Text for analysis:
=== Section Start ===
Result: Cleaner recall, lower administrative overhead, and clearer accountability.

3. Expense & Receipt Processing

The Pain: A shoebox (or folder) full of receipts that need to be manually typed into a spreadsheet or accounting software.

The Fix: Photo -> Data extraction -> System of record.

How to build it:

  1. Trigger: Forward email with receipt (or upload photo) to a dedicated folder/email address.
  2. Action (AI Vision): Send image to GPT-4o with prompt: "Extract the Vendor, Date, Total Amount, Tax Amount, and Currency as a JSON object."
  3. Action (Database): Add a new row to your Google Sheet or Xero.

Result: Expenses are logged in real-time. You just review the final list at month-end.

The 'Big Leagues': Advanced Agentic Systems

The "Low Hanging Fruit" above is useful for individuals or small teams. You can prototype it in a controlled way, and if it breaks, you just fix it.

But for mission-critical business operations, high-volume workflows, or systems that directly face your customers, you need engineering rigour. This is where "Agents" replace simple automations.

At Arkwright, we build bespoke agentic systems that handle end-to-end jobs with human-level reasoning but machine-level scale.

1. The 24/7 Voice Receptionist (Voice Agents)

Many businesses miss inbound calls or pull staff away from deep work to answer them.

We build conversational voice agents that don't just "take a message" - they actually do the job.

  • Capabilities: Answer instantly, qualify leads against your criteria, check your live calendar to book appointments, and sync call notes directly to your CRM.
  • Use Case: A dental practice where the agent handles bookings and FAQs, letting the front-desk staff focus on the patients in the waiting room.
  • The Difference: Low-latency response design, human-like intonation, and robust handling of interruptions and accents.

2. The Inbound Growth Engine (pSEO & Content Agents)

Blogging is slow. Hiring agencies is expensive. Most "AI content" is garbage spam that Google penalises.
=== Section End ===
Source material:
=== Section Start ===
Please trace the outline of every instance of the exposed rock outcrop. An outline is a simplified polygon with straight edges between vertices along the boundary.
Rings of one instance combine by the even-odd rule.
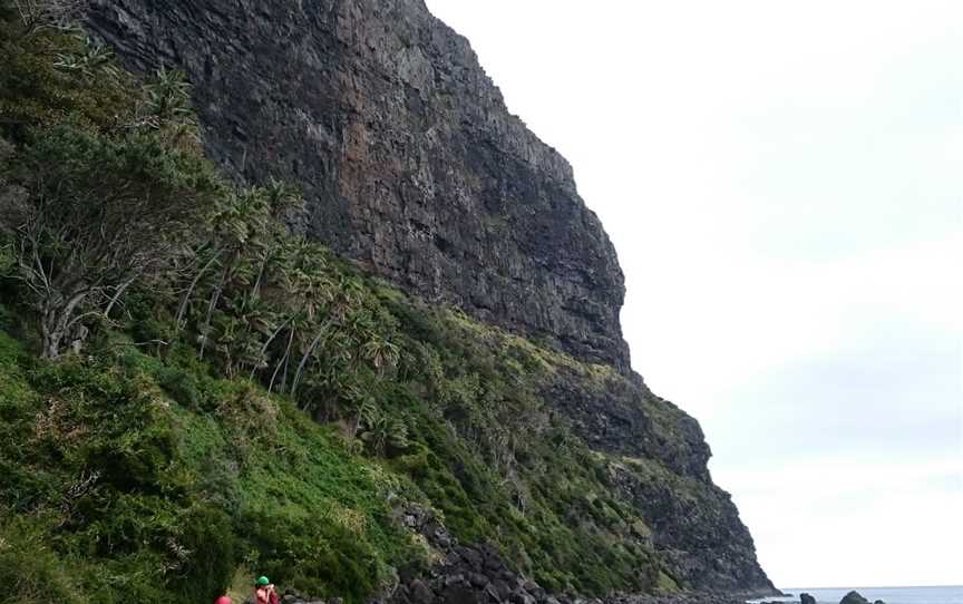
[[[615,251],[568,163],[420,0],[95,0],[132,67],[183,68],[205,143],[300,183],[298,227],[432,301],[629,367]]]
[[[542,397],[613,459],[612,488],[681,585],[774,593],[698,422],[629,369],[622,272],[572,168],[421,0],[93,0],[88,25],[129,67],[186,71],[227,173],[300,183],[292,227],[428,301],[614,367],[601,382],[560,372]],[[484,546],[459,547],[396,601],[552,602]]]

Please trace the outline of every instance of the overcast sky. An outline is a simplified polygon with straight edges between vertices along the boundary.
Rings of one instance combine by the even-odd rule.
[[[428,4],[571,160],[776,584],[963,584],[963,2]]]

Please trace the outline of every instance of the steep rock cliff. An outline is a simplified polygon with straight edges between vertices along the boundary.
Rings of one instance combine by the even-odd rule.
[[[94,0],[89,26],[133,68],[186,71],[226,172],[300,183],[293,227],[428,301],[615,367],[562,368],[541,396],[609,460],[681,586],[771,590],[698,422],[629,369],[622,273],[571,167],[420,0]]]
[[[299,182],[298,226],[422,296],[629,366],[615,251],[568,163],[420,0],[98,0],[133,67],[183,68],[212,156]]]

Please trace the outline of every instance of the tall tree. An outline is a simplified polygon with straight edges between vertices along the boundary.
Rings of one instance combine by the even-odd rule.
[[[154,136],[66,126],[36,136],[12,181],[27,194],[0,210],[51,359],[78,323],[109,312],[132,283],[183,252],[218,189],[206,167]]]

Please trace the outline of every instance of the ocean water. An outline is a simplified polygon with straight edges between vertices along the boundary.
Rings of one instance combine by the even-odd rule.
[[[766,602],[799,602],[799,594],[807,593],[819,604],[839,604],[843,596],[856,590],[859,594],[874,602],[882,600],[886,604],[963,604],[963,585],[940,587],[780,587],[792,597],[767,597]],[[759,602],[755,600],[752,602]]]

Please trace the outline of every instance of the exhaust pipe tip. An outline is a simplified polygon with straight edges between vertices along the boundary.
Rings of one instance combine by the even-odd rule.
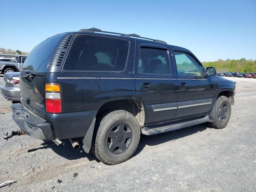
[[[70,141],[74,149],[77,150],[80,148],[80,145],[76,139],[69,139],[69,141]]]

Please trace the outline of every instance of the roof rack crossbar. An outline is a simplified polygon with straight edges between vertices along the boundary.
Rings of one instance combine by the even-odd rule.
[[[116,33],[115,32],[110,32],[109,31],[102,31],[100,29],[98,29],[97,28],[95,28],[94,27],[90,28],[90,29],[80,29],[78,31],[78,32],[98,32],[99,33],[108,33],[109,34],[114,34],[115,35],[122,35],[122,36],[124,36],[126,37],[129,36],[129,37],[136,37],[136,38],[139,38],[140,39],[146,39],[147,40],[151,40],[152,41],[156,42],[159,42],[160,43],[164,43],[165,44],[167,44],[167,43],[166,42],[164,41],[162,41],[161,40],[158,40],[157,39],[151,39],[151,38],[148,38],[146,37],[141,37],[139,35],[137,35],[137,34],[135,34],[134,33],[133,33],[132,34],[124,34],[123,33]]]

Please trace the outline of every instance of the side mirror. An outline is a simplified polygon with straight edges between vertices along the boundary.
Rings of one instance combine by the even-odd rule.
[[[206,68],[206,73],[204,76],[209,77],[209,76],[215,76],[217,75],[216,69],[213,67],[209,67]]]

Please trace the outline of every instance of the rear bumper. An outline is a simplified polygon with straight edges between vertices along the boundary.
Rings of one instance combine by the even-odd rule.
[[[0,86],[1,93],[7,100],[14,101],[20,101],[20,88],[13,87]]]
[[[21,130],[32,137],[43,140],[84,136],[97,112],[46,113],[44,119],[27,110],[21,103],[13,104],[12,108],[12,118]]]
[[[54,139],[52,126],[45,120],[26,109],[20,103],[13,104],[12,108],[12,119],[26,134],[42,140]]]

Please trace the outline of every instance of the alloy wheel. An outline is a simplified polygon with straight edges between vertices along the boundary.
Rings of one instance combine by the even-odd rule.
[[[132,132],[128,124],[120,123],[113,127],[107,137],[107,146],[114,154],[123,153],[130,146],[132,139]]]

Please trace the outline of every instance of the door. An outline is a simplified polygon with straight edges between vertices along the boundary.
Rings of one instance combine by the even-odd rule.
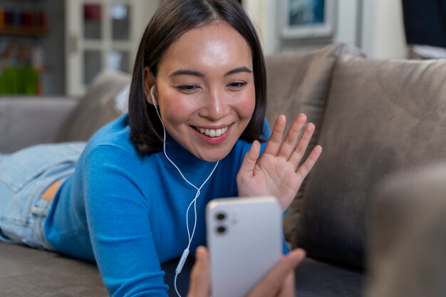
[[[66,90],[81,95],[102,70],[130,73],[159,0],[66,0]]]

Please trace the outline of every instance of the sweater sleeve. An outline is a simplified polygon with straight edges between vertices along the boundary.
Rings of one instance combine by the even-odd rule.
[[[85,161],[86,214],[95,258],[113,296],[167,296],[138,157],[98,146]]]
=== Section End ===
=== Section Start ===
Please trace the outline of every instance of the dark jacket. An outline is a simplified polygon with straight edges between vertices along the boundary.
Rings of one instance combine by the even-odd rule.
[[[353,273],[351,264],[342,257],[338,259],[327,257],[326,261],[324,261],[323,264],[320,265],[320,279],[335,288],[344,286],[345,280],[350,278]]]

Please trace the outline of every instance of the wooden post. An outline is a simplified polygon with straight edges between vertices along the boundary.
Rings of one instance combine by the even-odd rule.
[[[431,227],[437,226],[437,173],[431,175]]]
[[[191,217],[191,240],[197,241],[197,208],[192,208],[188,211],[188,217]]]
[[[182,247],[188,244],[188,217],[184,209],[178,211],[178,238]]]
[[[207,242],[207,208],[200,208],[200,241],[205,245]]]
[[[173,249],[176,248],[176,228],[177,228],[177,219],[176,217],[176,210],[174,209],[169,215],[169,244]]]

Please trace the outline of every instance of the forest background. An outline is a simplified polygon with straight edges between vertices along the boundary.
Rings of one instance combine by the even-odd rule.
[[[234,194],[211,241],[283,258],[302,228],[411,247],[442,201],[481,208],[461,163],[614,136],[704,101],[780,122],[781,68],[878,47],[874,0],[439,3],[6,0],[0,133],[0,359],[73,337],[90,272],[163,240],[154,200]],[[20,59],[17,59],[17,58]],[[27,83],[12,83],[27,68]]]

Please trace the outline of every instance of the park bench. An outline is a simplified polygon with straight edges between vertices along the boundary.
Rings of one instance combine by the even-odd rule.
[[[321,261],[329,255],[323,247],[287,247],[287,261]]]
=== Section End ===
Requirement A:
List every field that the automation text tells GPT-4o to pull out of a receipt image.
Requirement B:
Answer these from the automation text, one line each:
(i) Where does the database step add a new row?
(ii) Who does the text say the "Low Hanging Fruit" is useful for?
(iii) What business is given as the use case for the voice agent?
Requirement C:
Carry on the automation text from its last sentence, keeping its style.
The records come from a separate source and are unrelated to the text.

Output A:
Vendor, Date, Total Amount, Tax Amount, Currency

Output B:
(i) Your Google Sheet or Xero.
(ii) Individuals or small teams.
(iii) A dental practice.

Output C:
We engineer "Programmatic SEO" agents that research, draft, and optimise high-value resources at scale.

  • Capabilities: Analyse search intent data to find thousands of long-tail keywords. Research each topic using live web access (not just training data). Draft comprehensive guides that match your brand voice. Auto-link to your products.
  • Use Case: A travel insurance company generating detailed, compliant "Visa Requirements for [Country]" guides for every nation on earth, updated weekly.
  • The Difference: It's not just "write me a blog". It's a pipeline that includes fact-checking, plagiarism detection, and internal linking logic.

3. The SDR That Never Sleeps (Outbound Sales Agents)

Outbound sales is a grind. finding prospects, enriching data, sending emails, handling objections - it burns people out.

We build autonomous sales agents that handle the "top of funnel" grind so your humans can focus on closing.

  • Capabilities: Scrape LinkedIn/Web for prospects matching your ICP. Enrich data to find verified emails. Draft hyper-personalised outreach (referencing their recent news). Handle initial replies and book meetings.
  • Use Case: A SaaS startup where the agent researches a defined prospect list, drafts personalised outreach emails and short video messages, and only wakes the Sales Director when a demo is booked.
  • The Difference: It doesn't spam. It researches. It knows when to back off, and it never forgets to follow up.

4. The Back-Office Brain (Operations Agents)

The unsexy work that slows companies down: matching invoices, screening CVs, reviewing NDAs.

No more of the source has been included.